Research and Evaluation Services Article Archives
How to Integrate Counseling into a Community-Centered
Orientation
Published in FSA/NAHSC News, June 1998, p. 9
A question, which is often asked by senior staff of FSA member organizations, is this: How can I integrate my counseling program into a community-centered approach? The answer lies not so much in the mechanics of the program (e.g., where it is located) as in the values which drive it (i.e., counseling to what end).
Conventional counseling programs are considered treatment programs, and, as such, usually rely on a diagnosis or assessment that a problem resides in the individual or family. Community-centered practice focuses on building resources social networks, group norms, and associational linkages in a neighborhood or community. The goal is to enhance the group abilities of a community so that the community can solve its problems collectively. The way to integrate counseling into a community-centered approach is to explore how counseling activities contribute to building the social capital of the individuals, families and neighborhoods who are served.

################

■ **EXERCISES TO COMPLETE**
1. Answer these about the counseling article:
(a) In which publication and issue did it appear?
(b) What do conventional counseling programs usually rely on?
(c) What is the goal of community-centered practice?
2. Write out the counseling article word for word, from "Research and Evaluation" up to and including "to what end).".
Use only the counseling article to answer.

■ **DATASET EXCERPTS**
################

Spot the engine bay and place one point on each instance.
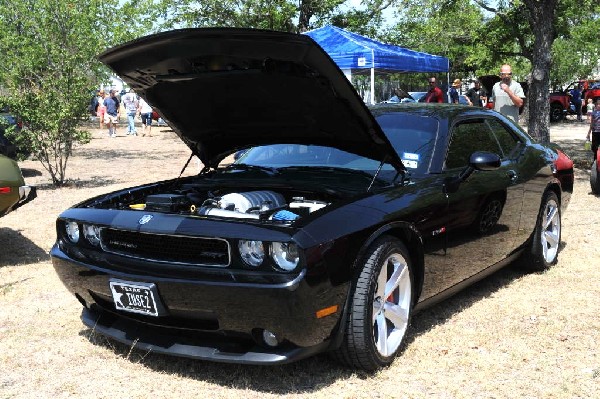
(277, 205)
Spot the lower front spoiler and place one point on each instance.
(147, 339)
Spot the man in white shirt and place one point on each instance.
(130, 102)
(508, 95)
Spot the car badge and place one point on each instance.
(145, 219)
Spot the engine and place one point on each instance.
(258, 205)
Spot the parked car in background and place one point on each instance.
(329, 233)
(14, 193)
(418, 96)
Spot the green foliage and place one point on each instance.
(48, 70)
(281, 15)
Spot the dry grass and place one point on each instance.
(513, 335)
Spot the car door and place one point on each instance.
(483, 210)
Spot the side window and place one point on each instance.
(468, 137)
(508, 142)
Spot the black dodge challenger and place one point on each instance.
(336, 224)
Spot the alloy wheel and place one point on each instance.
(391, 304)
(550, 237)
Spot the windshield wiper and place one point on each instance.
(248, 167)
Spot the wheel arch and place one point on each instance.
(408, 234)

################

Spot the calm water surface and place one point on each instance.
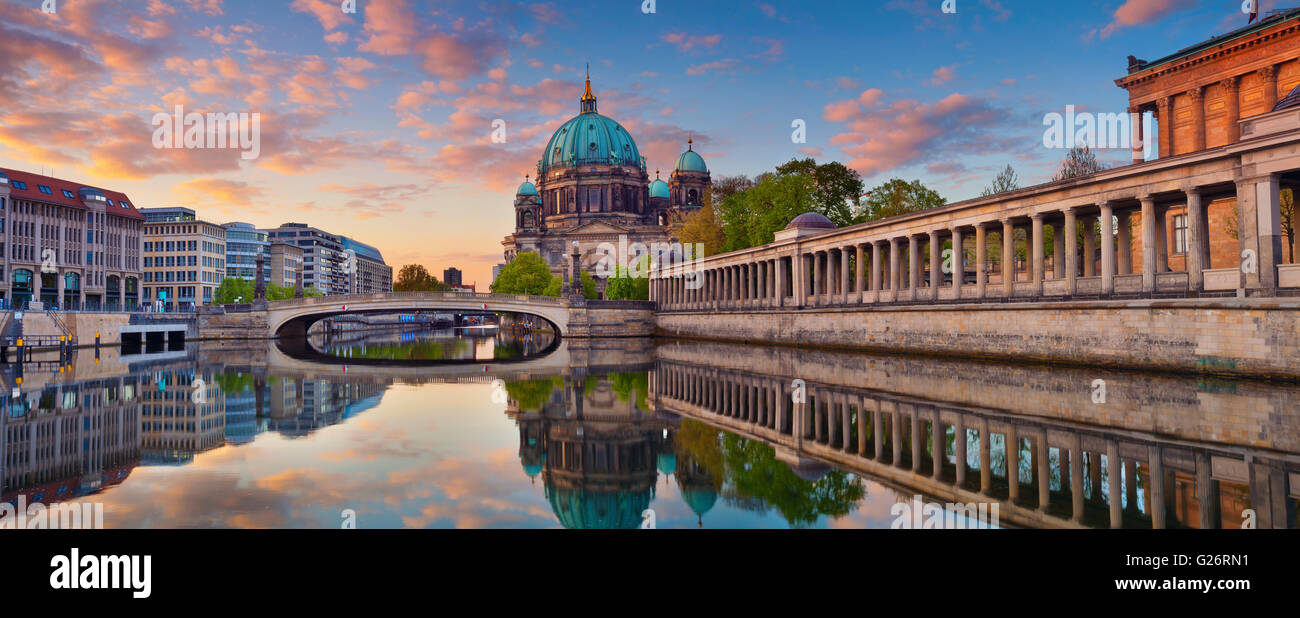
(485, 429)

################

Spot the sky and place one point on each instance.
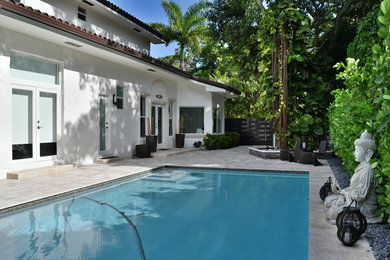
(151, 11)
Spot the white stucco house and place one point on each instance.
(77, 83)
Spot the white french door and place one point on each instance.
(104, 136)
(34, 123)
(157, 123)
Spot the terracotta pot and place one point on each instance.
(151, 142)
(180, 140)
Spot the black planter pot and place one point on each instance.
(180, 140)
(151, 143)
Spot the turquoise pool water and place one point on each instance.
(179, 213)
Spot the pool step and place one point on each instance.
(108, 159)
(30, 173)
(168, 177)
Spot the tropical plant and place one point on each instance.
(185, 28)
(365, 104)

################

■ **LIST OF ANSWERS**
1.
(a) FSA/NAHSC News, June 1998, p. 9.
(b) A diagnosis or assessment that a problem resides in the individual or family.
(c) To enhance the group abilities of a community so that the community can solve its problems collectively.

2.
Research and Evaluation Services Article Archives
How to Integrate Counseling into a Community-Centered
Orientation
Published in FSA/NAHSC News, June 1998, p. 9
A question, which is often asked by senior staff of FSA member organizations, is this: How can I integrate my counseling program into a community-centered approach? The answer lies not so much in the mechanics of the program (e.g., where it is located) as in the values which drive it (i.e., counseling to what end).